Memberdayakan Kaum Perempuan Marginal Melalui Pendidikan Alternatif

Para kader memperhatikan dengan saksama penjelasan dari fasilitator dalam program Sekolah Perempuan di Pulau Morotai, Maluku Utara. ANTARA/HO-Kapal Perempuan--

JAKARTA - Jika kita melihat kondisi di kota-kota besar seperti Jakarta, laki-laki dan perempuan seakan-akan sudah berada dalam posisi yang setara. Baik perempuan maupun laki-laki bisa sama-sama menduduki berbagai jabatan tinggi di pemerintahan dan swasta.

Perempuan juga bisa menjalankan berbagai pekerjaan dan profesi yang dulu hanya dilakukan oleh laki-laki.

### [Catatan Data]
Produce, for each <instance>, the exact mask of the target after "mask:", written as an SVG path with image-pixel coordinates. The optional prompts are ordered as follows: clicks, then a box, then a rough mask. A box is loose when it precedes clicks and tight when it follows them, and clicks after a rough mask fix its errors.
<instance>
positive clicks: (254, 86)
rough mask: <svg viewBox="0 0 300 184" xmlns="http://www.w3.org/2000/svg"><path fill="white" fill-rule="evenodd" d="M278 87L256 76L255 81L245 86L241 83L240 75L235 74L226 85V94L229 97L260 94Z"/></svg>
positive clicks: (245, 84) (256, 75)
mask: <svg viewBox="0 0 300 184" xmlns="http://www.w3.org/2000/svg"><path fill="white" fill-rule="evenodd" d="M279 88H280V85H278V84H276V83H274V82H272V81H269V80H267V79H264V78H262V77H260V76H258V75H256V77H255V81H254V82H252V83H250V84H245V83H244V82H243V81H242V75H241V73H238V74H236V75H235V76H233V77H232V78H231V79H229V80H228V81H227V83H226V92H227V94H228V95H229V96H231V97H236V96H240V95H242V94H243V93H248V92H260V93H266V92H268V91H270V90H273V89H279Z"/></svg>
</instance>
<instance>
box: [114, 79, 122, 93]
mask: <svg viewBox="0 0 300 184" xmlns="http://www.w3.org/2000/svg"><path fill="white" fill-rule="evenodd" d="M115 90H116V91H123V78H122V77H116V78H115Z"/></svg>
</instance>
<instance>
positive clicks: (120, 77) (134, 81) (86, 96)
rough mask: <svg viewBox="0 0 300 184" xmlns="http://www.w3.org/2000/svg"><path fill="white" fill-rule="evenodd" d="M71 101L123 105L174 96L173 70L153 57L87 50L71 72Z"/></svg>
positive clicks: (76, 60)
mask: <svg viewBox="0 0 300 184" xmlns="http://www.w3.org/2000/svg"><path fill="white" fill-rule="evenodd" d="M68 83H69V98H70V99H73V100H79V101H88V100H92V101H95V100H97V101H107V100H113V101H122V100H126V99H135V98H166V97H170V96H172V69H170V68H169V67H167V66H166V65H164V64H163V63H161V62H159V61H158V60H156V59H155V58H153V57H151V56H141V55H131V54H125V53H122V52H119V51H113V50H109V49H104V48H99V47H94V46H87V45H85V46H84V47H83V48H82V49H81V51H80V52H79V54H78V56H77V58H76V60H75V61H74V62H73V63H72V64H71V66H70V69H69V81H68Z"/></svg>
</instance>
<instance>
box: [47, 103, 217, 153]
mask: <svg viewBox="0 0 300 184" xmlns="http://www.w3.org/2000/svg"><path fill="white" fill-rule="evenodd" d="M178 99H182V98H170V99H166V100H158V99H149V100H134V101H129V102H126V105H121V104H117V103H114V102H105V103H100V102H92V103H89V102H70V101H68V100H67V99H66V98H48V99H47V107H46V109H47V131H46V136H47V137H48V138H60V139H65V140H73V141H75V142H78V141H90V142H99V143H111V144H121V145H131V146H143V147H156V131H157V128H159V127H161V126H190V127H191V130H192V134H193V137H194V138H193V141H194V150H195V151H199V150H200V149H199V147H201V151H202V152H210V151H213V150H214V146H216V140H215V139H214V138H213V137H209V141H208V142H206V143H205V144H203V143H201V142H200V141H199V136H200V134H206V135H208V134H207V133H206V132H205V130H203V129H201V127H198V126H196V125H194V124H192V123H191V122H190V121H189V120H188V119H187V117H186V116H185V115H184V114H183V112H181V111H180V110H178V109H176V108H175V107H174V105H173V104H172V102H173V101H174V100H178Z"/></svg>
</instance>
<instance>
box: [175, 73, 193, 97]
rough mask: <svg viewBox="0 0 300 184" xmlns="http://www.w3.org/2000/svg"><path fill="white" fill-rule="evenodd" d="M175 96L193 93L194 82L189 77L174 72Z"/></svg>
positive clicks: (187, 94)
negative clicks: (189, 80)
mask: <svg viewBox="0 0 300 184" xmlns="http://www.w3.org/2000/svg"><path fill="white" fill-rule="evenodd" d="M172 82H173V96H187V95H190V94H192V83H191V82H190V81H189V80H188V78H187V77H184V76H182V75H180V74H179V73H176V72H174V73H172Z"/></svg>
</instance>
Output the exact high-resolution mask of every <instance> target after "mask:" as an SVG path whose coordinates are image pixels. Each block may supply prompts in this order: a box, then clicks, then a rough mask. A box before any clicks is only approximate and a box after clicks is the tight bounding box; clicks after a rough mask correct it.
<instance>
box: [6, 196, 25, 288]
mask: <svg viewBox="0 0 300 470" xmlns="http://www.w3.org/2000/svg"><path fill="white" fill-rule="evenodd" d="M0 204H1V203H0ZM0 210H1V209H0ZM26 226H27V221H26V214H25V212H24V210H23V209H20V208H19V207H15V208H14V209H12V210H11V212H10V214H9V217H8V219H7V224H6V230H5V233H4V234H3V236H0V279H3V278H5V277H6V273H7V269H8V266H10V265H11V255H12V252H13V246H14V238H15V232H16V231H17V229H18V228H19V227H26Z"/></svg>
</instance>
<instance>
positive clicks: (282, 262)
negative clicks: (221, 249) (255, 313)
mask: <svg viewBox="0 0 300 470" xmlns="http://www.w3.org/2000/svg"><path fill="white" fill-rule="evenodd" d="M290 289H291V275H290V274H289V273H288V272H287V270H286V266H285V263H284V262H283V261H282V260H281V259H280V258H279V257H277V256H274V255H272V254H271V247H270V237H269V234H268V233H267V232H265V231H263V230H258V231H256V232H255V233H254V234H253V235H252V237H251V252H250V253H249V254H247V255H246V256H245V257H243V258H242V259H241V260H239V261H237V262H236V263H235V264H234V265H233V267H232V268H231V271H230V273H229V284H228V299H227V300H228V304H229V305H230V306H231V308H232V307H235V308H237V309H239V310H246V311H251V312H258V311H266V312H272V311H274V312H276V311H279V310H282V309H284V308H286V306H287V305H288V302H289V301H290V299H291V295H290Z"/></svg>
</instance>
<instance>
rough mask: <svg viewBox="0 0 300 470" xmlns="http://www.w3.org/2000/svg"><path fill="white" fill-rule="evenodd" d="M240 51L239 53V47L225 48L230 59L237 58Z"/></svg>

### [Yang Perlu Dikerjakan]
• A. Tolong jelaskan dalam satu sampai tiga kalimat mengapa, menurut teks pilihan, laki-laki dan perempuan di kota-kota besar seperti Jakarta tampak berada dalam posisi yang setara.
• B. Saring catatan dan salin setiap baris yang memuat kata "negative".

### [Jawaban Berurutan]
• A. Di kota-kota besar seperti Jakarta, laki-laki dan perempuan tampak setara karena keduanya sama-sama bisa menduduki berbagai jabatan tinggi di pemerintahan dan swasta. Selain itu, perempuan juga bisa menjalankan berbagai pekerjaan dan profesi yang dulu hanya dilakukan oleh laki-laki.

• B.
negative clicks: (189, 80)
negative clicks: (221, 249) (255, 313)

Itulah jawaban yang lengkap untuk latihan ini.